##### EXTRACT #####

It was mid-March. I hadn’t had a holiday for two years so my wife and I went over to St Lucia. Much to her annoyance I take my laptop with me so I’m not coming back to loads of emails. I was having a chat with our operations director and suddenly realised that we would have to shut the office down. We knew then that this would be a huge problem for TI even if we didn’t realise it would go on so long.
It certainly distracted us a bit! We actually caught one of the last flights out of St Lucia on BA [British Airways]. They were shutting down the island the next day so we only got back by the skin of our teeth.
It’s on a totally different scale. I have been through about three recessions and I’ve had to take difficult decisions in the past in order to keep companies going so that they could carry on but this is very, very different. We are used to working remotely anyway but I have to say that the staff’s reaction has been phenomenal.
Similar to many sports. It has maybe hit us harder than some actually because we had three distinct funding streams with the funding from Sport Ireland and Sport Northern Ireland making up 30%, almost 40% of it from membership and the remainder from sponsorship and events. Two of those streams dropped through the floor so diversifying income streams as Sport Ireland asked us to do has probably hit us more than some sports that are solely reliable on Sport Ireland for their funding.

##### SUPPLIED DATA #####

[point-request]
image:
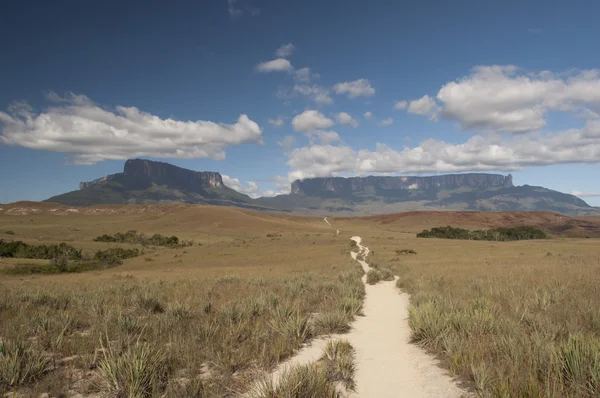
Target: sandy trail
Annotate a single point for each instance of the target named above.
(387, 364)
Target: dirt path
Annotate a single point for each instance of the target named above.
(387, 364)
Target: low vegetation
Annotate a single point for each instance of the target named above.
(497, 234)
(173, 338)
(20, 249)
(321, 379)
(404, 252)
(64, 264)
(511, 327)
(134, 237)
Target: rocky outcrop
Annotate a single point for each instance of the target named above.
(142, 172)
(371, 184)
(166, 174)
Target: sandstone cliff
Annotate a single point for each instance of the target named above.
(371, 184)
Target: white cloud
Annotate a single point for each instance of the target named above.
(479, 153)
(507, 99)
(287, 142)
(235, 11)
(400, 105)
(285, 50)
(311, 120)
(386, 122)
(76, 125)
(276, 65)
(304, 75)
(585, 194)
(346, 118)
(317, 93)
(278, 122)
(423, 106)
(356, 88)
(322, 137)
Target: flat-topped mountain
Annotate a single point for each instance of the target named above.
(390, 194)
(334, 186)
(145, 181)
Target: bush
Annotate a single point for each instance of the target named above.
(134, 237)
(405, 252)
(302, 381)
(139, 371)
(20, 249)
(498, 234)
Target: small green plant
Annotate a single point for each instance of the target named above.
(20, 363)
(134, 237)
(403, 252)
(139, 371)
(332, 322)
(338, 356)
(305, 381)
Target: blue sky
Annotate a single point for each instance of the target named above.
(269, 91)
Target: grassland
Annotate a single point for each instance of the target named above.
(199, 320)
(509, 318)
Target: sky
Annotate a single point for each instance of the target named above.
(266, 92)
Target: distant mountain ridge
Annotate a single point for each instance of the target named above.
(145, 181)
(340, 185)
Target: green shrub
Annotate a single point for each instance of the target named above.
(332, 322)
(498, 234)
(20, 249)
(303, 381)
(139, 371)
(405, 252)
(134, 237)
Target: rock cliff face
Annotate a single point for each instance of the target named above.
(142, 172)
(348, 186)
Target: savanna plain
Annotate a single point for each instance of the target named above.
(213, 312)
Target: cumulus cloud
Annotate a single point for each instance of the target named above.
(347, 119)
(304, 75)
(317, 93)
(509, 100)
(423, 106)
(74, 124)
(585, 194)
(491, 152)
(287, 142)
(322, 137)
(311, 120)
(386, 122)
(276, 65)
(285, 50)
(236, 11)
(400, 105)
(356, 88)
(278, 122)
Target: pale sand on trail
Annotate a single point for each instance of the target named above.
(387, 365)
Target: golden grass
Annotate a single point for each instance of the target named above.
(510, 318)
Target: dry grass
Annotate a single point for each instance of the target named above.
(512, 318)
(194, 321)
(507, 317)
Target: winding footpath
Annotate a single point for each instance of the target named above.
(387, 364)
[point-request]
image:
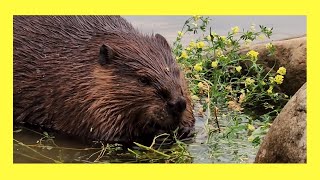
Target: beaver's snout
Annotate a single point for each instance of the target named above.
(177, 106)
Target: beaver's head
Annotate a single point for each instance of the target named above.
(139, 89)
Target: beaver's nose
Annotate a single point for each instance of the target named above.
(178, 105)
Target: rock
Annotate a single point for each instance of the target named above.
(291, 54)
(286, 140)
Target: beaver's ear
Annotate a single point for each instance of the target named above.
(105, 55)
(162, 40)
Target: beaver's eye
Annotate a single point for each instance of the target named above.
(164, 94)
(145, 81)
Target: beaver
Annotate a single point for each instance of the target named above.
(97, 77)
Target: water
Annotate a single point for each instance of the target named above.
(38, 146)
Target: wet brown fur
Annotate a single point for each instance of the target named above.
(59, 84)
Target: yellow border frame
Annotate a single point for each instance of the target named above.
(8, 170)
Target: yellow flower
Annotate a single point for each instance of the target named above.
(192, 44)
(198, 67)
(219, 52)
(228, 88)
(269, 91)
(269, 46)
(180, 34)
(247, 42)
(250, 138)
(249, 81)
(282, 71)
(238, 68)
(200, 44)
(229, 42)
(200, 85)
(195, 25)
(278, 79)
(253, 55)
(251, 127)
(195, 97)
(261, 37)
(214, 64)
(235, 30)
(271, 79)
(196, 17)
(184, 55)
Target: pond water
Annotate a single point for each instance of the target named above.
(39, 146)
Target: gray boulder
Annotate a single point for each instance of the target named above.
(286, 140)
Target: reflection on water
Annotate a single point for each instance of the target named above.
(168, 26)
(39, 146)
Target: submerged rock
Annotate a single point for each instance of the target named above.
(286, 140)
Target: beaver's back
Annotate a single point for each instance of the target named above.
(47, 60)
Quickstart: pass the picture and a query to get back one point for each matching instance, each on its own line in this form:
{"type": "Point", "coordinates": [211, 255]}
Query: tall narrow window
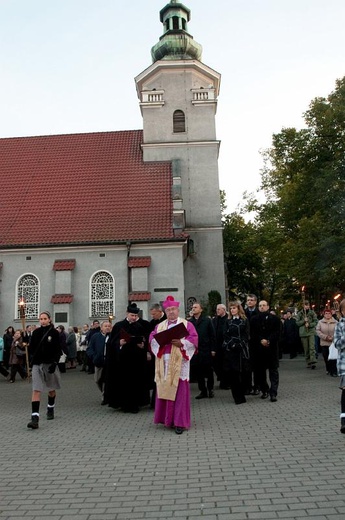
{"type": "Point", "coordinates": [102, 295]}
{"type": "Point", "coordinates": [179, 121]}
{"type": "Point", "coordinates": [176, 23]}
{"type": "Point", "coordinates": [28, 289]}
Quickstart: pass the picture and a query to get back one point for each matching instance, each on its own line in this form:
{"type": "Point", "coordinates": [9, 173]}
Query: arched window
{"type": "Point", "coordinates": [102, 295]}
{"type": "Point", "coordinates": [28, 290]}
{"type": "Point", "coordinates": [179, 121]}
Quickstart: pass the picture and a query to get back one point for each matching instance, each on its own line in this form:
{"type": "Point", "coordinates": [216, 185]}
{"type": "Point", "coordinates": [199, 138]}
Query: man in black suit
{"type": "Point", "coordinates": [265, 333]}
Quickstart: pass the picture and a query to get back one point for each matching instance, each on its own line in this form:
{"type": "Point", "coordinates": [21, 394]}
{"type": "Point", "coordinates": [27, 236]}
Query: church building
{"type": "Point", "coordinates": [90, 222]}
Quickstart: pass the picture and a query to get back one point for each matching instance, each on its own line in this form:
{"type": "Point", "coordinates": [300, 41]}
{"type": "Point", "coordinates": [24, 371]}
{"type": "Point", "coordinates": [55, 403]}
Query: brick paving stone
{"type": "Point", "coordinates": [260, 460]}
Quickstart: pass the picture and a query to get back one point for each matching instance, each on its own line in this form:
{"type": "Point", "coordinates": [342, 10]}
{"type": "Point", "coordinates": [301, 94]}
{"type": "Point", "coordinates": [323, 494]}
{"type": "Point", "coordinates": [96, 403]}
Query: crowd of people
{"type": "Point", "coordinates": [136, 363]}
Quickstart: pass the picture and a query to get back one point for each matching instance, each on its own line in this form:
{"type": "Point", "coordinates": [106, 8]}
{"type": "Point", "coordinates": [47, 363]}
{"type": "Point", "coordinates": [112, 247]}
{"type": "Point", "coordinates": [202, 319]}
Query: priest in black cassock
{"type": "Point", "coordinates": [126, 363]}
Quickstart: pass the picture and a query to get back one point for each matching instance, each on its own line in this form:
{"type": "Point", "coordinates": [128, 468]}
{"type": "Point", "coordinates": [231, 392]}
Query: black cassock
{"type": "Point", "coordinates": [126, 385]}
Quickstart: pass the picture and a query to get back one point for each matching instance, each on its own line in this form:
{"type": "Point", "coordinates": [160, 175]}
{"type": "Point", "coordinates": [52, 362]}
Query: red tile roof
{"type": "Point", "coordinates": [82, 189]}
{"type": "Point", "coordinates": [64, 265]}
{"type": "Point", "coordinates": [139, 296]}
{"type": "Point", "coordinates": [139, 261]}
{"type": "Point", "coordinates": [62, 298]}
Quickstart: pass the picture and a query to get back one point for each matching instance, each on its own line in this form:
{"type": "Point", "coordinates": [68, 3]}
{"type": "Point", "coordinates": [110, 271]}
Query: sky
{"type": "Point", "coordinates": [69, 67]}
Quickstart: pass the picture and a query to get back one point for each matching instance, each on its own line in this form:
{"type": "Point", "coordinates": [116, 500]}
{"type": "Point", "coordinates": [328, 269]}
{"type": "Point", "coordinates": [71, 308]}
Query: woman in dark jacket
{"type": "Point", "coordinates": [8, 338]}
{"type": "Point", "coordinates": [45, 353]}
{"type": "Point", "coordinates": [236, 351]}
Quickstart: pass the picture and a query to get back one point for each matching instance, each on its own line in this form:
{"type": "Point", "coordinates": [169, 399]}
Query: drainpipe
{"type": "Point", "coordinates": [129, 274]}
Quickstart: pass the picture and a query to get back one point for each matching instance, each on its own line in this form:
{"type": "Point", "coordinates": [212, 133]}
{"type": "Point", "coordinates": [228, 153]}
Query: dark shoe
{"type": "Point", "coordinates": [33, 424]}
{"type": "Point", "coordinates": [202, 395]}
{"type": "Point", "coordinates": [50, 414]}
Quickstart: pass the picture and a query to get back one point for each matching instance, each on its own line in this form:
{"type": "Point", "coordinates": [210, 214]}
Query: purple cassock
{"type": "Point", "coordinates": [174, 411]}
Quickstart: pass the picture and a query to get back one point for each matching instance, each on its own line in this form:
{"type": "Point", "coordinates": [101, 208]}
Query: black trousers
{"type": "Point", "coordinates": [204, 372]}
{"type": "Point", "coordinates": [17, 368]}
{"type": "Point", "coordinates": [3, 370]}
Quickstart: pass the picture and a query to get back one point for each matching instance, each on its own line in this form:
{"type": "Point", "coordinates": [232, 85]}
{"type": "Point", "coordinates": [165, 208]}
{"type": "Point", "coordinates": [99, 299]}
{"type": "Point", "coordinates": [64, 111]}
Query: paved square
{"type": "Point", "coordinates": [259, 460]}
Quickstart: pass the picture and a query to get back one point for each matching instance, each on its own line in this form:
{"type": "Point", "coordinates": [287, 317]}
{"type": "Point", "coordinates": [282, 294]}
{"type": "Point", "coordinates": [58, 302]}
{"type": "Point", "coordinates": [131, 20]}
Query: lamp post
{"type": "Point", "coordinates": [22, 317]}
{"type": "Point", "coordinates": [336, 304]}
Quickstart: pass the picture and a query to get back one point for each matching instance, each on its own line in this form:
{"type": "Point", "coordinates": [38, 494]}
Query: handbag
{"type": "Point", "coordinates": [20, 352]}
{"type": "Point", "coordinates": [332, 352]}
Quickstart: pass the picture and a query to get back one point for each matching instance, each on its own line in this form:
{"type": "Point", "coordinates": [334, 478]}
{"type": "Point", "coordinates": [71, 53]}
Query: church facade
{"type": "Point", "coordinates": [141, 215]}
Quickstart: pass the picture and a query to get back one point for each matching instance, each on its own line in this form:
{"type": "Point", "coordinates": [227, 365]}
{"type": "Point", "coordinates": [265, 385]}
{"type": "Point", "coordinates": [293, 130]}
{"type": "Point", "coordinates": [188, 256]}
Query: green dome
{"type": "Point", "coordinates": [176, 42]}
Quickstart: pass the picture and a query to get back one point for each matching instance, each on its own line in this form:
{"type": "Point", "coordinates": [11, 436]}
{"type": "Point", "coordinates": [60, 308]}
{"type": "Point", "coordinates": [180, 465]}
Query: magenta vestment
{"type": "Point", "coordinates": [176, 413]}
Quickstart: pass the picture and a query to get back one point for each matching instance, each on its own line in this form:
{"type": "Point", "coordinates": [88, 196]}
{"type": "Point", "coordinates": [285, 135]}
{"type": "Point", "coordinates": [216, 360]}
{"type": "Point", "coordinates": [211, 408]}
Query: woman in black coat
{"type": "Point", "coordinates": [236, 351]}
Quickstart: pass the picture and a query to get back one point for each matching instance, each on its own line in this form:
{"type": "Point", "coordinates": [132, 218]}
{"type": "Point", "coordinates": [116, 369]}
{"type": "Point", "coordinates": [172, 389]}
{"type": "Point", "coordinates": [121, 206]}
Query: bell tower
{"type": "Point", "coordinates": [178, 101]}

#####

# [SET TASKS]
a) From the interview extract, pull out the passage from "It certainly distracted" up to and including "of our teeth.", word for word.
b) According to the interview extract, which airline did the speaker and his wife fly out of St Lucia on?

# [ANSWERS PROVIDED]
a)
It certainly distracted us a bit! We actually caught one of the last flights out of St Lucia on BA [British Airways]. They were shutting down the island the next day so we only got back by the skin of our teeth.

b) British Airways (BA).